REQUIREMENT: Retype, without any change, the line that contains "Where can you spot the exposed" and every line that follows it to the end of the entries, and nothing else.

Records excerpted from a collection
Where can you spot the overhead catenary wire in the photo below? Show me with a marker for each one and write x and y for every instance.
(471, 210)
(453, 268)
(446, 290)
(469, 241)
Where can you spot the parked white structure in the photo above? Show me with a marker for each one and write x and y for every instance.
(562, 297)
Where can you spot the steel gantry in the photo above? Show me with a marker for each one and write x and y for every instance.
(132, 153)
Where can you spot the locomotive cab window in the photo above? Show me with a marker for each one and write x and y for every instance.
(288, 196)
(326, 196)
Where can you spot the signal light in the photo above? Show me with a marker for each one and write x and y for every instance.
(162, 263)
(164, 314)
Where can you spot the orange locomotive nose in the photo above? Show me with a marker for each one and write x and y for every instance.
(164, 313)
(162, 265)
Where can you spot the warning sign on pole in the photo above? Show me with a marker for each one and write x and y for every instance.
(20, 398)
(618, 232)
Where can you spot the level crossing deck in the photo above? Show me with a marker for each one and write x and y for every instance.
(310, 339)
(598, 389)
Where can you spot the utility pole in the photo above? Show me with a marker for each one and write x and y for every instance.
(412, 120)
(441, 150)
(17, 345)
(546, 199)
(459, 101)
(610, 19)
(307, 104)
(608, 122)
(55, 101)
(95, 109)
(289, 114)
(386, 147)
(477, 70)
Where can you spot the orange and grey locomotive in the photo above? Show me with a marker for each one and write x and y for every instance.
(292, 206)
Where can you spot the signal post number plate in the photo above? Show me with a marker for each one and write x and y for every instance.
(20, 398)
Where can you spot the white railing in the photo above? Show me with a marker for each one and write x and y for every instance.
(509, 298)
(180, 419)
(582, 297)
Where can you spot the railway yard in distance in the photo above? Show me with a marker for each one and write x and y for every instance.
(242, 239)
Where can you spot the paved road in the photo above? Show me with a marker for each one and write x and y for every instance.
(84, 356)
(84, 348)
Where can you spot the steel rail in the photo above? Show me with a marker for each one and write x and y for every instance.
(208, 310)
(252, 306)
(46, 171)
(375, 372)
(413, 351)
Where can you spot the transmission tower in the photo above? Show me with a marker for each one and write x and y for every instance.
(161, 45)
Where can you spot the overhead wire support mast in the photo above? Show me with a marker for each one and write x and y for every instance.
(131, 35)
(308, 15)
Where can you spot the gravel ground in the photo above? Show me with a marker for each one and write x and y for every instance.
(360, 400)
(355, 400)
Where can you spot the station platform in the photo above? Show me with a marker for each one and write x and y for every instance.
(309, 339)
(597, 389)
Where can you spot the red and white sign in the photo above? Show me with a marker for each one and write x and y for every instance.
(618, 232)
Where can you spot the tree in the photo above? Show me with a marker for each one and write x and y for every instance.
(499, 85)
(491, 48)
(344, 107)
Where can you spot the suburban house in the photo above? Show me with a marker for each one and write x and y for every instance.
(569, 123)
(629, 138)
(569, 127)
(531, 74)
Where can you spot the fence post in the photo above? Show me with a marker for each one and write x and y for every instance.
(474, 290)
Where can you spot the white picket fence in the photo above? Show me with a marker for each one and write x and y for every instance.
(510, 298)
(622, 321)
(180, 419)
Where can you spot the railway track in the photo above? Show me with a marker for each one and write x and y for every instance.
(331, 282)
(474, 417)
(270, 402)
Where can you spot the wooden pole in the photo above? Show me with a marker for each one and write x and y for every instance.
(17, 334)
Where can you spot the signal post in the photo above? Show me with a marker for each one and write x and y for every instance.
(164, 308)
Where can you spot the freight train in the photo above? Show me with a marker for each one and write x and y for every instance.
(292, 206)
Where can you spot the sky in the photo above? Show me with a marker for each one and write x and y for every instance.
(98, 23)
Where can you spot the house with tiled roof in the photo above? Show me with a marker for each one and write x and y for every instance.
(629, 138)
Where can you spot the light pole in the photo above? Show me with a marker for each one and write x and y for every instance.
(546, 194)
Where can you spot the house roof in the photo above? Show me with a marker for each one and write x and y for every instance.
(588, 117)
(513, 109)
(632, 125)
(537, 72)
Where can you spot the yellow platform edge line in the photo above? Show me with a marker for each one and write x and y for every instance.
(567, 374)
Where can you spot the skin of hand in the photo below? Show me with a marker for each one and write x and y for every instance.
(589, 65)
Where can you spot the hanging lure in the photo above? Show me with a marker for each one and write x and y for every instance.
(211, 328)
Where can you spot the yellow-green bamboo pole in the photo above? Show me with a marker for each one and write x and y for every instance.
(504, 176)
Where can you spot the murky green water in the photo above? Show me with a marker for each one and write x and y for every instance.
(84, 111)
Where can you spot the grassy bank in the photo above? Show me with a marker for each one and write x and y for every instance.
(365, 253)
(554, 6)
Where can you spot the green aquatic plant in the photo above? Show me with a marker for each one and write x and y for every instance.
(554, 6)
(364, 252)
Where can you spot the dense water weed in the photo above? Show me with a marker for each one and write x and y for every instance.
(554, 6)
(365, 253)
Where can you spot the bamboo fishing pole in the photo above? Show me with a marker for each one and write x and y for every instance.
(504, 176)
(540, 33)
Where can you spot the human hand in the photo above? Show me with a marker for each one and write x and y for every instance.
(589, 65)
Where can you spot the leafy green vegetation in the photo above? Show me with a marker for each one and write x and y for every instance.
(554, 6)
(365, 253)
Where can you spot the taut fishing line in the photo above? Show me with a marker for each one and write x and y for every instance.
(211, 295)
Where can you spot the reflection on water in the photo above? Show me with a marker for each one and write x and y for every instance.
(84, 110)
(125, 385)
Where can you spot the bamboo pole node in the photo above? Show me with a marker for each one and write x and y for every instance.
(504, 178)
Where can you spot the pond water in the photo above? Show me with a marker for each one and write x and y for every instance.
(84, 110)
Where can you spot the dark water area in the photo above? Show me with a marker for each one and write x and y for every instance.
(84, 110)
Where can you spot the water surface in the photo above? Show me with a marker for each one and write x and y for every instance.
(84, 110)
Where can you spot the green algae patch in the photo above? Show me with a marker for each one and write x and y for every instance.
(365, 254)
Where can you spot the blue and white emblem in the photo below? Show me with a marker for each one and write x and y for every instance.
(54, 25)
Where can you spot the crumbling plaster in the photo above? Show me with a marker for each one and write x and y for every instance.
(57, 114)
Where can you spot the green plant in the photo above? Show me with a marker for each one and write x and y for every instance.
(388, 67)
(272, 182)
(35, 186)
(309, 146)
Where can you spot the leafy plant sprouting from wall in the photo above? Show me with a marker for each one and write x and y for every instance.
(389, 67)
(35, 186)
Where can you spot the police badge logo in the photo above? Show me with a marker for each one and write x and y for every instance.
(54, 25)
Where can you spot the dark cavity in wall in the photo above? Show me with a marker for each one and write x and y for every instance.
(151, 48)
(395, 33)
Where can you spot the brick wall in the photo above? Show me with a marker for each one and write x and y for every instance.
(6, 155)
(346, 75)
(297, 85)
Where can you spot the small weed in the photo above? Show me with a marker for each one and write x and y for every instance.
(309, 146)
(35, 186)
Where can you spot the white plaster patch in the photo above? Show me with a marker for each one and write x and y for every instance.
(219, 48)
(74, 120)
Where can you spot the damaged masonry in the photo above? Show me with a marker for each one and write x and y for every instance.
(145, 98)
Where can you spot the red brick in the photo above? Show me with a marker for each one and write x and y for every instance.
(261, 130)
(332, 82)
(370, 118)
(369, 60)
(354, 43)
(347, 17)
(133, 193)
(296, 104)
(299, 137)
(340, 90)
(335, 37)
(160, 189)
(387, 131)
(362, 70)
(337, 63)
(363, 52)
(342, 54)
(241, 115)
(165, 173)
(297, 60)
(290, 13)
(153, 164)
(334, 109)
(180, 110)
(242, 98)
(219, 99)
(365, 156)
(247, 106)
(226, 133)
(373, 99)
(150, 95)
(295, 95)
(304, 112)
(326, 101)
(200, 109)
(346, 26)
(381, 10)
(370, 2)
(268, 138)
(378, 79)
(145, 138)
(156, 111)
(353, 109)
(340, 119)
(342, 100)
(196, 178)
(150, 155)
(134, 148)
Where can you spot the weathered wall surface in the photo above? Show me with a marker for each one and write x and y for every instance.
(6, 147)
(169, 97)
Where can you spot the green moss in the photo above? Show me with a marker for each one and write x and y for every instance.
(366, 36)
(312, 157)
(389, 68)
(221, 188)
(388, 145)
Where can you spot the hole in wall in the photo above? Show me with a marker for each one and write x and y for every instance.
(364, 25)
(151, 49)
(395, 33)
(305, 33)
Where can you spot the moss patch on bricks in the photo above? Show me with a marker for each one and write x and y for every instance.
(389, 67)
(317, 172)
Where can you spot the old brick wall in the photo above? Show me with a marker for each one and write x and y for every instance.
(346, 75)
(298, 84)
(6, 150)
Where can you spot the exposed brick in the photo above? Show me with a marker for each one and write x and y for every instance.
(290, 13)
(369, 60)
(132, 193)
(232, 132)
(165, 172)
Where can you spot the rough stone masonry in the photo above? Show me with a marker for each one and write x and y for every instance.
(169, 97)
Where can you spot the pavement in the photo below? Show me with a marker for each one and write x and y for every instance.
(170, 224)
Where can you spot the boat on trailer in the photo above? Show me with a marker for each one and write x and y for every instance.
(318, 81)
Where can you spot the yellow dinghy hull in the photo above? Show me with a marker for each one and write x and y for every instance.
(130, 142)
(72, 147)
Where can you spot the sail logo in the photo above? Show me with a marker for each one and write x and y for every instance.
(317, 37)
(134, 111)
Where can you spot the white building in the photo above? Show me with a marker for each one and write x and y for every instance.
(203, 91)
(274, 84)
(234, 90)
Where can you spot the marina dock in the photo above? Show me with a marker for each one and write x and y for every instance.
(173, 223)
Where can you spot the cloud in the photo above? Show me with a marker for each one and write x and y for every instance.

YOUR RESPONSE:
Where can you spot the exposed brick in the photo above? Show me with a marker for each one and write x and y for every instance.
(290, 13)
(369, 60)
(132, 193)
(232, 132)
(165, 172)
Where can you spot the rough stone masonry in the photo above? Show me with a marker for each one and write x and y for every instance.
(169, 97)
Where can you spot the pavement in the photo below? Show me with a marker for each one and write x and y for every instance.
(170, 224)
Where can you spot the boat on trailer in the photo above? Show me with a marker for each one and write x and y for every instance.
(318, 81)
Where can you spot the yellow dinghy hull in the photo above? Show me with a marker for each one and write x and y for every instance.
(130, 142)
(72, 147)
Where can you spot the sail logo in the photo above? Show me with a marker for each one and write x and y for every instance.
(317, 37)
(134, 111)
Where can you spot the white building in the photo above? Show me with a marker for each one and write x and y for every instance.
(203, 91)
(274, 84)
(234, 90)
Where can you spot the marina dock in the photo above? Show me with a marker for each one and write x and y for every instance.
(173, 223)
Where can you spot the cloud in the photo above? Show me with a marker for each one and write x and y for every instance.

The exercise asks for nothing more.